Task directions.
Lay out every line of the data below as a Markdown table with two columns, Row and Line, numbering the rows and skipping blank lines. Leave the pictures out of the table.

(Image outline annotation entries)

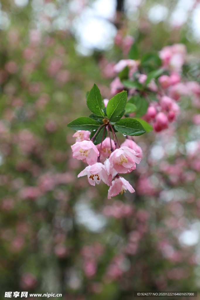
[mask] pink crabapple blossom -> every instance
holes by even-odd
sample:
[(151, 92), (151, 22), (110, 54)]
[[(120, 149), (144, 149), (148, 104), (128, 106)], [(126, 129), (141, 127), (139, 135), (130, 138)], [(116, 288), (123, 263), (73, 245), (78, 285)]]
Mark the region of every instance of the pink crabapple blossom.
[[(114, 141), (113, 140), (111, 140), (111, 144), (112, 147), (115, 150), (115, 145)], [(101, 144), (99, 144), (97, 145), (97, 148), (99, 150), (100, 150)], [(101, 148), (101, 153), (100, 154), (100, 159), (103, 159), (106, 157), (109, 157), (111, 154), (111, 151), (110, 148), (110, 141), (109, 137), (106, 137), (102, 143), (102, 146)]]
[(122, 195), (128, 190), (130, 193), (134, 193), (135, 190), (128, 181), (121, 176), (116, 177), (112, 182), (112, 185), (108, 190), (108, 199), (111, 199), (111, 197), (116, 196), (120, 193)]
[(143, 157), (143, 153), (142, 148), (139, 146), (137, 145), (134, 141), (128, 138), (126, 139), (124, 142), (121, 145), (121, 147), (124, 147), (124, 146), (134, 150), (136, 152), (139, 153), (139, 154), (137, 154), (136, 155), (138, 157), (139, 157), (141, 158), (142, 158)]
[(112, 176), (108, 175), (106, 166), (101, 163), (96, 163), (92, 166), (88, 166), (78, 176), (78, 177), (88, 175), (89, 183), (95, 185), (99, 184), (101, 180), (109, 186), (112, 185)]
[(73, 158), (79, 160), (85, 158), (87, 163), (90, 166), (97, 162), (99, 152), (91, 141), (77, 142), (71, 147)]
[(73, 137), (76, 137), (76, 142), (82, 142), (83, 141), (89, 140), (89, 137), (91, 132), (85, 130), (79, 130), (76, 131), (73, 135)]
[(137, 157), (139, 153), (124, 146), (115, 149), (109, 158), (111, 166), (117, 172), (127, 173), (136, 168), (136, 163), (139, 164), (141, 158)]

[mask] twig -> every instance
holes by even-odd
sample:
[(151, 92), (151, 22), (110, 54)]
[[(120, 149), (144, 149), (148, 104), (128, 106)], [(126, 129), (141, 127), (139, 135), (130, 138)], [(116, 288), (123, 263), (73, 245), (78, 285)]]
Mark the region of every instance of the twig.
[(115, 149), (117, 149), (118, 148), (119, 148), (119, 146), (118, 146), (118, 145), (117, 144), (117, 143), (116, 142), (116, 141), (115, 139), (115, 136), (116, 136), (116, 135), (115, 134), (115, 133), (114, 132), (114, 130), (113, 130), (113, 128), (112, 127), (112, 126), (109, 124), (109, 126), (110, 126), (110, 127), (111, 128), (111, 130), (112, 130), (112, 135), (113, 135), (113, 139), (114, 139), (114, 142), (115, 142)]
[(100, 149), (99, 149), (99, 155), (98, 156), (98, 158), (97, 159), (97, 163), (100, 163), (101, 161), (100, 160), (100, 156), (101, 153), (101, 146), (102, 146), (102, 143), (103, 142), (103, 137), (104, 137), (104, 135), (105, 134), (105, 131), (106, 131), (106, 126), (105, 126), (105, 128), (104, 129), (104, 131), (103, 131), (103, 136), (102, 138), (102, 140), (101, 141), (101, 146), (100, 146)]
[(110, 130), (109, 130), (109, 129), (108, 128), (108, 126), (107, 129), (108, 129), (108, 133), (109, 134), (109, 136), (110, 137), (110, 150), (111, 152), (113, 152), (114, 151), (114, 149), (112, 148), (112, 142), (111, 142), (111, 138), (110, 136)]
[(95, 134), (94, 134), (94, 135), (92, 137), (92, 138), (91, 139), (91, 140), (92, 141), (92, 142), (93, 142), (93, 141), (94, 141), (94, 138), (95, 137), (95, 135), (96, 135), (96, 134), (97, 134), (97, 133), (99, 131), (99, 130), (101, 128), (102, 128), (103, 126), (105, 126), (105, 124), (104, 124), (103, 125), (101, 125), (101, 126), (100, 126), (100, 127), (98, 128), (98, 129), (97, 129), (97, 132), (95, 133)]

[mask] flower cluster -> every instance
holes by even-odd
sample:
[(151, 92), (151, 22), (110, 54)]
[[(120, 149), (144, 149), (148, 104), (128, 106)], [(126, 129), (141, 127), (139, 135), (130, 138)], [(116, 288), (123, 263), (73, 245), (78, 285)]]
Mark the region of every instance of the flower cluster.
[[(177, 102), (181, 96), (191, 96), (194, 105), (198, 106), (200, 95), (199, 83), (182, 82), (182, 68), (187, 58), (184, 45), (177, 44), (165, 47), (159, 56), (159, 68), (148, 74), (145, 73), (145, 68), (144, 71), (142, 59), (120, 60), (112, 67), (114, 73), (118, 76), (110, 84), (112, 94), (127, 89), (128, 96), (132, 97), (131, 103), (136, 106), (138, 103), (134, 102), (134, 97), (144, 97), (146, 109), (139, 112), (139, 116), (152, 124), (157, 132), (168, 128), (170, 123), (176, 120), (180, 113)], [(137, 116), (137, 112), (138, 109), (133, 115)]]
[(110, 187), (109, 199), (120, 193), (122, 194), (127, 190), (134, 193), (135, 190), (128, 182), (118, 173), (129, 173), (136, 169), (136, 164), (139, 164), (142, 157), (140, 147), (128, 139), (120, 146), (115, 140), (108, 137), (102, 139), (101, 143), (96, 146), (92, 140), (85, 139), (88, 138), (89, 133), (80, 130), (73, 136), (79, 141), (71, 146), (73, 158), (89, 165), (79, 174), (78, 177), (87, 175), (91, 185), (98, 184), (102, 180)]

Exercise solution.
| Row | Line |
|---|---|
| 1 | [mask] pink crabapple blossom -> every instance |
| 2 | holes by even-odd |
| 3 | sample: |
| 4 | [(151, 92), (151, 22), (110, 54)] |
| 5 | [[(120, 149), (144, 149), (148, 104), (128, 106)], [(126, 129), (141, 127), (139, 135), (130, 138)], [(116, 288), (123, 263), (73, 245), (78, 285)]] |
| 6 | Mark the region of every instance of the pink crabapple blossom. |
| 7 | [[(114, 141), (113, 140), (111, 140), (111, 144), (112, 147), (115, 150), (115, 145)], [(101, 144), (99, 144), (97, 145), (97, 148), (99, 150), (100, 150)], [(101, 148), (101, 153), (100, 154), (100, 159), (103, 159), (106, 157), (109, 157), (111, 154), (111, 151), (110, 148), (110, 141), (109, 137), (106, 137), (102, 143), (102, 146)]] |
| 8 | [(122, 195), (128, 190), (130, 193), (134, 193), (135, 190), (128, 181), (121, 176), (116, 177), (112, 182), (112, 185), (108, 190), (108, 199), (111, 199), (111, 197), (116, 196), (120, 193)] |
| 9 | [(143, 157), (143, 153), (142, 148), (139, 146), (137, 145), (134, 141), (128, 138), (126, 139), (124, 142), (121, 145), (121, 147), (124, 147), (124, 146), (134, 150), (136, 152), (139, 153), (139, 154), (137, 154), (136, 155), (138, 157), (139, 157), (141, 158), (142, 158)] |
| 10 | [(112, 176), (108, 175), (106, 166), (101, 163), (96, 163), (92, 166), (88, 166), (78, 176), (78, 177), (88, 175), (89, 183), (95, 185), (99, 184), (101, 180), (109, 186), (112, 185)] |
| 11 | [(73, 158), (79, 160), (85, 158), (87, 163), (90, 166), (97, 162), (99, 152), (91, 141), (77, 142), (71, 147)] |
| 12 | [(73, 137), (76, 137), (76, 142), (82, 142), (83, 141), (89, 140), (89, 137), (91, 132), (85, 130), (79, 130), (76, 131), (73, 135)] |
| 13 | [(137, 157), (139, 153), (124, 146), (115, 149), (109, 158), (111, 166), (117, 172), (127, 173), (136, 168), (136, 163), (139, 164), (141, 158)] |
| 14 | [mask] twig -> every instance |
| 15 | holes by even-odd |
| 16 | sample: |
| 17 | [(151, 92), (151, 22), (110, 54)] |
| 18 | [[(120, 149), (144, 149), (148, 104), (128, 106)], [(126, 129), (141, 127), (139, 135), (130, 138)], [(116, 288), (123, 263), (73, 245), (78, 285)]] |
| 19 | Mark the region of every instance of the twig. |
| 20 | [(115, 149), (117, 149), (118, 148), (119, 148), (119, 146), (118, 146), (118, 145), (117, 144), (117, 143), (116, 142), (116, 141), (115, 139), (115, 136), (116, 136), (116, 135), (115, 134), (115, 133), (114, 132), (114, 130), (113, 130), (113, 128), (112, 127), (112, 126), (109, 124), (109, 126), (110, 126), (110, 127), (111, 128), (111, 130), (112, 130), (112, 135), (113, 135), (113, 139), (114, 139), (114, 142), (115, 142)] |
| 21 | [(100, 149), (99, 149), (99, 155), (98, 156), (98, 158), (97, 159), (97, 163), (100, 163), (101, 161), (100, 160), (100, 156), (101, 153), (101, 146), (102, 146), (102, 143), (103, 142), (103, 137), (104, 137), (104, 135), (105, 134), (105, 131), (106, 131), (106, 126), (105, 126), (105, 128), (104, 129), (104, 131), (103, 131), (103, 136), (102, 138), (102, 140), (101, 141), (101, 146), (100, 146)] |
| 22 | [(110, 130), (109, 130), (109, 129), (108, 128), (108, 126), (107, 129), (108, 129), (108, 133), (109, 134), (109, 136), (110, 137), (110, 150), (111, 152), (113, 152), (114, 151), (114, 149), (112, 148), (112, 142), (111, 142), (111, 138), (110, 136)] |
| 23 | [(95, 134), (94, 134), (94, 135), (92, 137), (92, 138), (91, 139), (91, 140), (92, 141), (92, 142), (93, 142), (93, 141), (94, 141), (94, 138), (95, 137), (95, 135), (96, 135), (96, 134), (97, 134), (97, 133), (99, 131), (99, 130), (101, 128), (102, 128), (103, 126), (105, 126), (105, 124), (104, 124), (103, 125), (101, 125), (101, 126), (100, 126), (100, 127), (98, 128), (98, 129), (97, 129), (97, 132), (95, 133)] |
| 24 | [mask] flower cluster -> every instance |
| 25 | holes by even-odd |
| 26 | sample: |
| 27 | [(151, 92), (151, 22), (110, 54)] |
| 28 | [[(120, 149), (144, 149), (148, 104), (128, 106)], [(126, 129), (141, 127), (139, 135), (130, 138)], [(116, 288), (123, 263), (73, 245), (78, 285)]] |
| 29 | Mark the region of every instance of the flower cluster. |
| 30 | [[(177, 102), (181, 96), (191, 96), (194, 105), (198, 106), (200, 95), (199, 83), (182, 82), (182, 68), (187, 58), (184, 45), (177, 44), (165, 47), (159, 56), (159, 68), (148, 74), (145, 73), (145, 68), (144, 71), (142, 59), (120, 60), (112, 67), (114, 73), (118, 76), (110, 84), (112, 94), (127, 89), (128, 96), (132, 97), (131, 103), (136, 106), (138, 103), (134, 102), (134, 97), (144, 97), (146, 109), (139, 112), (139, 116), (152, 124), (157, 132), (168, 128), (170, 123), (176, 120), (180, 113)], [(137, 116), (137, 112), (138, 109), (133, 115)]] |
| 31 | [(110, 187), (109, 199), (120, 193), (122, 194), (127, 190), (134, 193), (135, 190), (128, 182), (118, 173), (129, 173), (136, 169), (136, 164), (139, 164), (142, 157), (140, 147), (128, 139), (120, 146), (115, 140), (108, 137), (102, 139), (101, 143), (96, 146), (92, 140), (85, 139), (88, 138), (89, 133), (80, 130), (73, 136), (79, 141), (71, 146), (73, 158), (89, 165), (79, 174), (78, 177), (87, 175), (91, 185), (98, 184), (102, 180)] |